# ESTRATTO DELLA PAGINA
════════════════════

Quali sono stati secondo te i temi più innovativi di questa edizione?
Il programma è stato molto ricco e non sono mancati i temi ormai cari a Ilga-Europe, dal dialogo tra le fedi al sex working. Probabilmente i workshop più innovativi hanno riguardato il rapporto tra movimento Lgbti e mondo del business, con una riflessione sul come trarre vantaggio da esso senza che si verifichi solo il contrario. Poi il tema del digitale, in merito alla sicurezza e ai rischi delle app, ad esempio, ma anche alle opportunità che esse offrono per le campagne e l’attivismo.
Non è stato da meno il dibattito sulla libertà di movimento in Eurpopa per le famiglie omosessuali, specie in ottica delle elezioni europee.
Quali sono i principali punti di distanza con il dibattito italiano sui temi Lgbti?
Rispetto alle organizzazioni europee, l’Italia si sta concentrando maggiormente sul tema delle famiglie omogenitoriali piuttosto che sui temi dell’intersessualità e del transgenderismo. Per il resto l’Italia è inserita nelle principali tematiche di discussione, anche se il dibattito sulle diverse intersezionalità, ovvero la sovrapposizione di più elementi di rivendicazione e di lotta alll’interno della società, risulti molto più sviluppato in Europa. Infine, va detto che le tensioni tra le diverse identità in cui si riconoscono le attiviste e gli attivisti Lgbti, si stanno facendo sentire anche in Ilga-Europe, ad esempio nel dibattito sulle quote.
A questo proposito, cosa è cambiato in Ilga con le ultime modifiche statutarie?
Dopo la richiesta di Tgeu (la principale organizzazione europea di realtà transgender) si era arrivati, attraverso un ampio dibattito interno, a una proposta di modifica statutaria da parte del board che eliminasse tutte le quote nel direttivo, che fino ad oggi erano state, per un totale di 10 componenti, 4 donne, 4 uomini (compresi uomini e donne trans) e due persone che non si identificassero nè come uomini nè come donne, in particolare non binary e agender.

════════════════════

# CONSEGNA
Ripeti parola per parola il passo dell'intervista su Ilga-Europe che va da "Quali sono i" fino a "dibattito sulle quote." incluso.

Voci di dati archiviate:
════════════════════

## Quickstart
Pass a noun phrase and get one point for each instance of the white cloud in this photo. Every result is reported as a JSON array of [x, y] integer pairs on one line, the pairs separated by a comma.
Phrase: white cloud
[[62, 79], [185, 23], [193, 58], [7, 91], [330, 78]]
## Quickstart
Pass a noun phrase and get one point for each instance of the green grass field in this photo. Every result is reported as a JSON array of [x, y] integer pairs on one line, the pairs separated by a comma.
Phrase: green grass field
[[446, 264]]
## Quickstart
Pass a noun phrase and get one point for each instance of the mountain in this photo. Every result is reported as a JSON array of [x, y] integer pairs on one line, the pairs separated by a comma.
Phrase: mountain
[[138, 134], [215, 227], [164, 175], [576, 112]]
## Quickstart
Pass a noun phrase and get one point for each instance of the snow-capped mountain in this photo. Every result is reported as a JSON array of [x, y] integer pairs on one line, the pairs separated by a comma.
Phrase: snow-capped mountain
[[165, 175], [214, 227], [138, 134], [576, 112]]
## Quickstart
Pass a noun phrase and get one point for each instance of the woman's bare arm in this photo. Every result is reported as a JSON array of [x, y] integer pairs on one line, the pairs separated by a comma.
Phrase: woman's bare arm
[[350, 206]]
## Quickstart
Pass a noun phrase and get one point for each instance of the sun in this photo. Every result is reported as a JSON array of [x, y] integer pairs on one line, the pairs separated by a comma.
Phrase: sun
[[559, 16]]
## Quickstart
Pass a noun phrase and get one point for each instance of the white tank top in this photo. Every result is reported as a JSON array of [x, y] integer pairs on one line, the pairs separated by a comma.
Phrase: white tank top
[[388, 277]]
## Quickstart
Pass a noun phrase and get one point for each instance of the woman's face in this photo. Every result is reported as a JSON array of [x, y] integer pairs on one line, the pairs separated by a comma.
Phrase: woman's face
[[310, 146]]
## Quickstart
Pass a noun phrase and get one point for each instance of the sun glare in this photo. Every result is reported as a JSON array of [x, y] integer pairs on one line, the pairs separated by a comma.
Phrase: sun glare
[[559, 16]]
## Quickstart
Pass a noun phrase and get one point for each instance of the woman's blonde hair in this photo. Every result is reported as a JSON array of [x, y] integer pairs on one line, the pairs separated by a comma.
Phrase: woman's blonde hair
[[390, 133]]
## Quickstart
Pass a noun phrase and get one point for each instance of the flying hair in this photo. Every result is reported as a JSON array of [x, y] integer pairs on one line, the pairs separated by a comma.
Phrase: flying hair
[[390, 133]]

════════════════════

# SOLUZIONE
Quali sono i principali punti di distanza con il dibattito italiano sui temi Lgbti?
Rispetto alle organizzazioni europee, l’Italia si sta concentrando maggiormente sul tema delle famiglie omogenitoriali piuttosto che sui temi dell’intersessualità e del transgenderismo. Per il resto l’Italia è inserita nelle principali tematiche di discussione, anche se il dibattito sulle diverse intersezionalità, ovvero la sovrapposizione di più elementi di rivendicazione e di lotta alll’interno della società, risulti molto più sviluppato in Europa. Infine, va detto che le tensioni tra le diverse identità in cui si riconoscono le attiviste e gli attivisti Lgbti, si stanno facendo sentire anche in Ilga-Europe, ad esempio nel dibattito sulle quote.